I think the 74 watts is power output (as developed in the machine doing the measuring) - and the 50 Calories is the amount of bio-energy burnt to develop that.
In this example, you have developed 9.5 Calories (or kcal) at the expense of 50, so about 20% efficient.
Whilst I have no idea for sure, that seems believable for a biological process.
You have missed the fact that ,mots people know how long 9 minutes is, and roughly how much power a cyclist produces.
They are also familiar with how many calories they had for breakfast.
But not the conversion between them
So to the average punter 'hey I pedalled hard enough to light a 60W lightbulb, and burn off three English breakfasts' will make them feel good and come back.
To tell them they didn't even burn off a slice of dried toast is simply bad salesmanship.
At an average power output of 74 watts for 9 minutes duration (the readily measurable quantities) you will have produced just short of
40Kj of electrical energy. Dividing this by the 4.2j per calorie conversion factor gives just under 10 Kcalories of energy output from the generator.
Unless the wattage is an actual wattage output figure on a generator used to provide the required physical workload and the figure for the "energy used" is a derived figure for the total energy consumed by your body[1] to achieve that electrical output, the figures don't make any sense.

→ **Task item A**: In the watts-and-calories discussion, condense the paragraph beginning "So to the average punter" into one shorter sentence that keeps its main facts.
→ **Task item B**: Carry on the watts-and-calories discussion, starting right after its last sentence.
The listing that comes next is taken from a different source.

[Data excerpts]
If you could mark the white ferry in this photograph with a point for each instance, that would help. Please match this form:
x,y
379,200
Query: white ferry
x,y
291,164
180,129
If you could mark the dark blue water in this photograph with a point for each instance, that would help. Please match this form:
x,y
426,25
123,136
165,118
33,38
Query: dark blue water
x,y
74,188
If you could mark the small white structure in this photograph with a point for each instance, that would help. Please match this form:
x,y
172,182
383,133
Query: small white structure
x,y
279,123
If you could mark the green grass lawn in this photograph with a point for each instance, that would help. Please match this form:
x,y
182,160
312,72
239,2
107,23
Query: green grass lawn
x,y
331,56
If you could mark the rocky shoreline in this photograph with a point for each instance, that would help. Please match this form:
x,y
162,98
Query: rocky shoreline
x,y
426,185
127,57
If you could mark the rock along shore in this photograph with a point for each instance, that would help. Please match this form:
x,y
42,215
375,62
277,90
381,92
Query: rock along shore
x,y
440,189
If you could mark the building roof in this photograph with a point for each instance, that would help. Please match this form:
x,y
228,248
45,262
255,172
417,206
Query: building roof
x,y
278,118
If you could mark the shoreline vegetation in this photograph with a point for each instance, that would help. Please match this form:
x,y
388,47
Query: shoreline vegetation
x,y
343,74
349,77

* * *

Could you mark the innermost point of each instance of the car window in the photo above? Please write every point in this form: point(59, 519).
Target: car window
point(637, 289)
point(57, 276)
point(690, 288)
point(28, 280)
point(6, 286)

→ **Response area A**: Telling the average rider they pedaled hard enough to light a 60W bulb and burned off three English breakfasts makes them feel good and come back.

→ **Response area B**:
[1] The mechanical losses between the pedal crank and the electrical output of a generator are unlikely to exceed 15 to 20% unless it is a spectacularly inefficiently designed transmission system. Even when coupled coupled to a low efficiency generator (less than 80% efficiency) you'd still expect the gross mechanical energy input to stay below the 20Kcalorie mark.
There are additional 'parasitic' sources of energy consumption above and beyond the useful pedalwork power being transmitted into the pedal crank (pumping losses, heart and lungs, and other muscular activity such as in the arms and torso) which can be derived from a lookup table of previous 'calibration runs' created by the exercise bike manufacturer using standard metabolic monitoring and measurement instrumentation on a representative sample of 'volunteers'.
I'm surmising that the average electrical power output and the duration may simply be the basis for calculating a total metabolic energy expenditure figure with a reasonable level of accuracy.
You'd have to ask the gym operators about this or get hold of information from the exercise bike manufacturer (possibly mentioned in the user guide and/ or on line if the manufacturer has a web page offering such support).
The figures are fine, its just your body can't do a 100% efficient conversion of stored chemical energy into mechanical power. So the energy consumption by the body will be several times the plain mechanical output (it will waste a good amount just producing heat for example)
I've seen the 'chemical to mechanical energy' efficiency for biological systems quoted as being around the 50% mark but, of course, there are additional 'parasitic' loads on top of whatever useful muscular driven mechanical energy outputs are generated.
I'm guessing that this higher 50Kcal figure is simply derived from the total watt hours from the generator by some sort of lookup table based on actual test data collected from a representative sample of volunteers employed in earlier studies of metabolic energy consumption versus mechanical workloads. The manufacturer may simply have used already published data to 'calibrate' their exercise bike.
First, if it's a gym machine then I'd be sceptical of its accuracy anyway -- no disrespect to the gym owners, but public machines get a hell of a lot of use (and abuse).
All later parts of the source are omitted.